Zu bearbeitende Aufgabe |
Gib aus dem Text über das Auftreten als Schriftstellerin den Abschnitt von „Während man als“ bis „den Spiegel blickt.“ wortgetreu wieder.

Lesetext |
-- -- --
… wenn ich vor meine Studierenden trete, bin ich die Schriftstellerin Ulrike Draesner, die als Professorin Draesner erscheint. Ich bin die Schriftstellerin und die Professorin Draesner, aber nicht zu gleichen Teilen. Ich bin die Professorin UD, die eine Schriftstellerin in sich herumträgt und sie verkörpert. Nein, die diese Schriftstellerin ist, als Professorin, und auch als ob. Als diese „Als-ob-Schriftstellerin“ stehe ich, eine Professorin verkörpernd, vor meinen Studierenden.
Während man als Schriftstellerin auftritt, ist man nicht Schriftstellerin, sondern stellt diese dar. Thomas Mann schlug die weißen Leinenhosenbeine übereinander, sodass der Fotograf die weißen Leinenschuhe besser sah, und stellte einen Schriftsteller dar, der als Thomas Mann in einem Sessel in Santa Monica saß und nachdachte. In der Spaltung steckte ein Schmerz. Er war nicht der Schriftsteller, der er gewesen war. Dennoch saß Mann nicht nur als Bild und Schriftstellerdarsteller da, sondern war auch dieser Schriftsteller, denn etwas Besseres als die Darstellung (das Bild) eines Schriftstellers ist, will man einen Schriftsteller sehen, nicht zu sehen – nicht einmal, wenn man als Schriftsteller in den Spiegel blickt.
-- -- --
Bereitgestellte Daten |

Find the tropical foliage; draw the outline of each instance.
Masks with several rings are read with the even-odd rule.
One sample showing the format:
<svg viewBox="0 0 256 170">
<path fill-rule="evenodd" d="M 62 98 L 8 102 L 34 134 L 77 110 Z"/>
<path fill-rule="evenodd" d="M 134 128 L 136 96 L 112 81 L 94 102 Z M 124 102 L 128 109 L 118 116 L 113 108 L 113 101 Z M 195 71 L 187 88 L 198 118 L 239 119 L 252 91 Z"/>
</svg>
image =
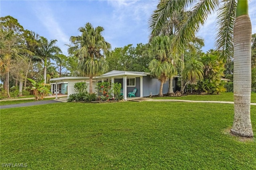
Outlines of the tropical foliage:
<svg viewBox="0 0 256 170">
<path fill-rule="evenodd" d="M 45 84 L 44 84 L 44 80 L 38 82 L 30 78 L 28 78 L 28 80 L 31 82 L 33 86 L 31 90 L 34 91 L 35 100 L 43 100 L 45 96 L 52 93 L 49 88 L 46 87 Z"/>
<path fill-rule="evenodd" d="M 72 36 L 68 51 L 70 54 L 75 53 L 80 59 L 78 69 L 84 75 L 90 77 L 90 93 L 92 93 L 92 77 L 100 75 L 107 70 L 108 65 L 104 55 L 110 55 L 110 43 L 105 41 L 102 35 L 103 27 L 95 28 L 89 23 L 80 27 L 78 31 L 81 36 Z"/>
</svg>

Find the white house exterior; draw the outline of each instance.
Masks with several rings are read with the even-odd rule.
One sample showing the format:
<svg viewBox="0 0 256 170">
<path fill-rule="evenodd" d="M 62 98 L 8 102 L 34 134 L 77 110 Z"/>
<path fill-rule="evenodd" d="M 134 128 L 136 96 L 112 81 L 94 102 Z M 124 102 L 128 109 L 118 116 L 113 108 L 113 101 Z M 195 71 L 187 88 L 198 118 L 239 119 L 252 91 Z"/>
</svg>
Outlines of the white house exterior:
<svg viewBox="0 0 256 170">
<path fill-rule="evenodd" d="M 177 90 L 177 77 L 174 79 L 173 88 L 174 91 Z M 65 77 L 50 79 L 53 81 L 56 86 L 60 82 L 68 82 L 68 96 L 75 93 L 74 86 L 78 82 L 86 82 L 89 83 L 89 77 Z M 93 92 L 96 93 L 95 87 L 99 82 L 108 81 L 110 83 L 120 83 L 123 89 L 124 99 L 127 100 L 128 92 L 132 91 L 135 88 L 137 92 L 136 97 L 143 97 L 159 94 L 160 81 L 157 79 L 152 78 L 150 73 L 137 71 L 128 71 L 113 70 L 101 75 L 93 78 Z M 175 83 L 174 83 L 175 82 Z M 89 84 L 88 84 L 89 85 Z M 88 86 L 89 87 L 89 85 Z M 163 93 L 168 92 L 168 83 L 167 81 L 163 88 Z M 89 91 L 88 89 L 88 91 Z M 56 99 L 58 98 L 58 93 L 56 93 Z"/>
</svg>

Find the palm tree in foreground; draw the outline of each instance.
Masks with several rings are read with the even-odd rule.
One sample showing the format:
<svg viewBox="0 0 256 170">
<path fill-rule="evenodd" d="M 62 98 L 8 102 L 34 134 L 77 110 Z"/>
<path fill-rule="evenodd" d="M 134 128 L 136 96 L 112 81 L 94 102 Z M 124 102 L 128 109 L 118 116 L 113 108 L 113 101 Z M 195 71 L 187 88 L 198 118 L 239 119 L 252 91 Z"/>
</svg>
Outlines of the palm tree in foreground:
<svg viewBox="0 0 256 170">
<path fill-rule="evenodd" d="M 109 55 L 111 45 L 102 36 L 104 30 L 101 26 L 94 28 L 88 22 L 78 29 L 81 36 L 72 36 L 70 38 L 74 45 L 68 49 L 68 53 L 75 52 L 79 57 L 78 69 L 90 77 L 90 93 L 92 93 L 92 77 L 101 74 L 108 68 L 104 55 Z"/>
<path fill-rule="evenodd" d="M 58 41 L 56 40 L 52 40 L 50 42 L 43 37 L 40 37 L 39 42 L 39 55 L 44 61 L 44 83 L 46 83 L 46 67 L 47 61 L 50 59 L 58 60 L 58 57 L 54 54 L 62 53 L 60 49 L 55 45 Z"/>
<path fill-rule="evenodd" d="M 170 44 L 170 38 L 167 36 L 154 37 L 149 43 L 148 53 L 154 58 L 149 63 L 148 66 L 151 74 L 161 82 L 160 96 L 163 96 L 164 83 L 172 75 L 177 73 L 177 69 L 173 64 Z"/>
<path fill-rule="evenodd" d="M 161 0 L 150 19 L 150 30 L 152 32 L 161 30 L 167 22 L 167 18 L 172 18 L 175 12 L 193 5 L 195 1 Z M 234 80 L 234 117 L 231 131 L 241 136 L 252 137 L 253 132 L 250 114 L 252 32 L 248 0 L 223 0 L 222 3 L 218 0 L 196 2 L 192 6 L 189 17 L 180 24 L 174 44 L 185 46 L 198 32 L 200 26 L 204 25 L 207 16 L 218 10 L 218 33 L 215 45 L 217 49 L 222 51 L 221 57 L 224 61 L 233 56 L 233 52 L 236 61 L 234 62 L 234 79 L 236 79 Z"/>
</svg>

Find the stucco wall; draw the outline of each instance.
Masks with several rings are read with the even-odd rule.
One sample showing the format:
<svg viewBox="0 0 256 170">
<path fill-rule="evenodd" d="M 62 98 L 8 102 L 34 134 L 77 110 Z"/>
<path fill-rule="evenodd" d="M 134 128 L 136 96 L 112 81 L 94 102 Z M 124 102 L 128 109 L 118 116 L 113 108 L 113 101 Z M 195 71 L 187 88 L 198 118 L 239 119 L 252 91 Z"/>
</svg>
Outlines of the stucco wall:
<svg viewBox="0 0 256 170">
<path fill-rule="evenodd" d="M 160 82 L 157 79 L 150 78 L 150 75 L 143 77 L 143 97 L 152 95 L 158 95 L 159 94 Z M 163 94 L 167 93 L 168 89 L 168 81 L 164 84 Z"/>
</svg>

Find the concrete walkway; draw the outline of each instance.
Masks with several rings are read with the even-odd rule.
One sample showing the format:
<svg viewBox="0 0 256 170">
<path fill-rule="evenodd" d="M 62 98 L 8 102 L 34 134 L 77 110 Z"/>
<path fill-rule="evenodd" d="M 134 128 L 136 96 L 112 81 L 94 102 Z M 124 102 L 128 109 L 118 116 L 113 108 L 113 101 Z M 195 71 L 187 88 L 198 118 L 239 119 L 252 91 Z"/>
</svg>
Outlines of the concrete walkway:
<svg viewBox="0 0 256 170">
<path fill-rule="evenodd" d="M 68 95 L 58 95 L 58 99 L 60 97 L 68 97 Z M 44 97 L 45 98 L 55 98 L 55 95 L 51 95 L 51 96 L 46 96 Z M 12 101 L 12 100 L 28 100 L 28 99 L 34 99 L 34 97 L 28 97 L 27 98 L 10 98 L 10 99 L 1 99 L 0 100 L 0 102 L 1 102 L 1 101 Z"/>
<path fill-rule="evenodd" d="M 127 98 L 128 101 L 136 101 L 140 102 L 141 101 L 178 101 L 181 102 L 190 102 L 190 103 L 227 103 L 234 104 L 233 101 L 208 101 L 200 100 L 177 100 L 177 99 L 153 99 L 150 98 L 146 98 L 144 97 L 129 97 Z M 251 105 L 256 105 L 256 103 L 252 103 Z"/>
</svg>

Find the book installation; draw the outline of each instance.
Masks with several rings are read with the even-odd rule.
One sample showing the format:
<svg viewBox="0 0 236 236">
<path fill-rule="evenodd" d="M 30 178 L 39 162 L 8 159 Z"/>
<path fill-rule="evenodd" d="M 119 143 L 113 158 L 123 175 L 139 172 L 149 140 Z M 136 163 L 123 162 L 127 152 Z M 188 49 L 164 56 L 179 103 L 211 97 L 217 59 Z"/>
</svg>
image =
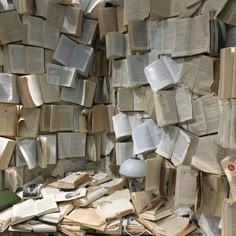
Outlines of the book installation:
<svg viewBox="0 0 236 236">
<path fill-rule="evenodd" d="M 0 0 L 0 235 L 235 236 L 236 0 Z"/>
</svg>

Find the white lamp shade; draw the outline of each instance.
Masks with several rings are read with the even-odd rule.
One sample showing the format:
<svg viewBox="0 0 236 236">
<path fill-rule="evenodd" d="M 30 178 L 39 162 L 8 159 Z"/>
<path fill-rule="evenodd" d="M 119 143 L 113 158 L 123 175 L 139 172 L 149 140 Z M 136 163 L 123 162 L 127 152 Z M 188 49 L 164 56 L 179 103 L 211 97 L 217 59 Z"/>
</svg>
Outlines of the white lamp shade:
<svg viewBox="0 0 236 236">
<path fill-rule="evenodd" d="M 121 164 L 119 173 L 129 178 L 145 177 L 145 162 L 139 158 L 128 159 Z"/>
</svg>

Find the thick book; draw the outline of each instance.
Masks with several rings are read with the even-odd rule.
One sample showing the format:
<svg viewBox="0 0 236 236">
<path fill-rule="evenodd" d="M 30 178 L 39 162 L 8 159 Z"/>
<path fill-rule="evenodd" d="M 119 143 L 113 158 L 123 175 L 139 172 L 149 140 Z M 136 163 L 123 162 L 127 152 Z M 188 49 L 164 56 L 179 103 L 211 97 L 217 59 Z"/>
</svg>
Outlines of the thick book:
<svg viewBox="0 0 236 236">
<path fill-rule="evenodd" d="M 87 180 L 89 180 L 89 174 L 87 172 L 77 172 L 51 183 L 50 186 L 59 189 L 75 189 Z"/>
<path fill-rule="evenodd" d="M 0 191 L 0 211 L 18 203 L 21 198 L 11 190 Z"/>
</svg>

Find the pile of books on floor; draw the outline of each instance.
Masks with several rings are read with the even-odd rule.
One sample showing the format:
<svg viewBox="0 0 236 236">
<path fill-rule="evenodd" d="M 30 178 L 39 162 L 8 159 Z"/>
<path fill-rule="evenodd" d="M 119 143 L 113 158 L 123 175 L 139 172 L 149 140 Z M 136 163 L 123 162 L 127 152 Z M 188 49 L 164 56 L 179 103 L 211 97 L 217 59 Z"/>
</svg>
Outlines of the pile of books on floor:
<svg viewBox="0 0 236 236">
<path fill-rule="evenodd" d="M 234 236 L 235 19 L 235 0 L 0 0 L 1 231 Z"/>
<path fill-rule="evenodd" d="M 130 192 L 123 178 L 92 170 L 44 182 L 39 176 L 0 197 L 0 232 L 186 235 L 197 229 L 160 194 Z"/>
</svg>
-- -- --
Gelöste Aufgabe |
Während man als Schriftstellerin auftritt, ist man nicht Schriftstellerin, sondern stellt diese dar. Thomas Mann schlug die weißen Leinenhosenbeine übereinander, sodass der Fotograf die weißen Leinenschuhe besser sah, und stellte einen Schriftsteller dar, der als Thomas Mann in einem Sessel in Santa Monica saß und nachdachte. In der Spaltung steckte ein Schmerz. Er war nicht der Schriftsteller, der er gewesen war. Dennoch saß Mann nicht nur als Bild und Schriftstellerdarsteller da, sondern war auch dieser Schriftsteller, denn etwas Besseres als die Darstellung (das Bild) eines Schriftstellers ist, will man einen Schriftsteller sehen, nicht zu sehen – nicht einmal, wenn man als Schriftsteller in den Spiegel blickt.